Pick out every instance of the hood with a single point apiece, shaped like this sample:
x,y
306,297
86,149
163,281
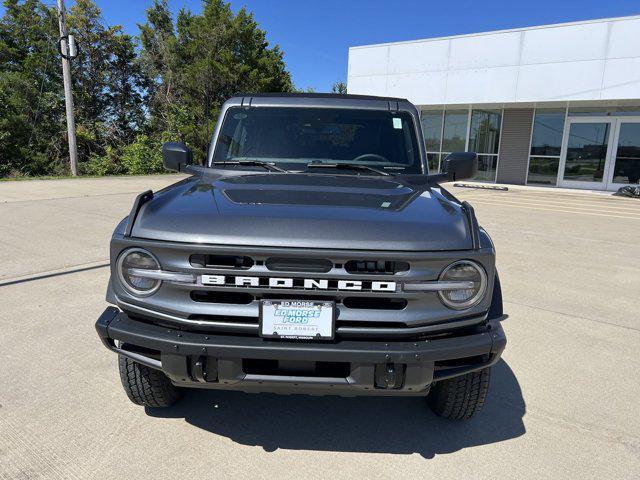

*EXERCISE OBJECTIVE*: Please retype the whole listing above character for character, leaving out the pictures.

*ANSWER TO THIS TASK*:
Pick out every instance of the hood with a single point apiece, shaped like this sample:
x,y
306,297
86,149
163,281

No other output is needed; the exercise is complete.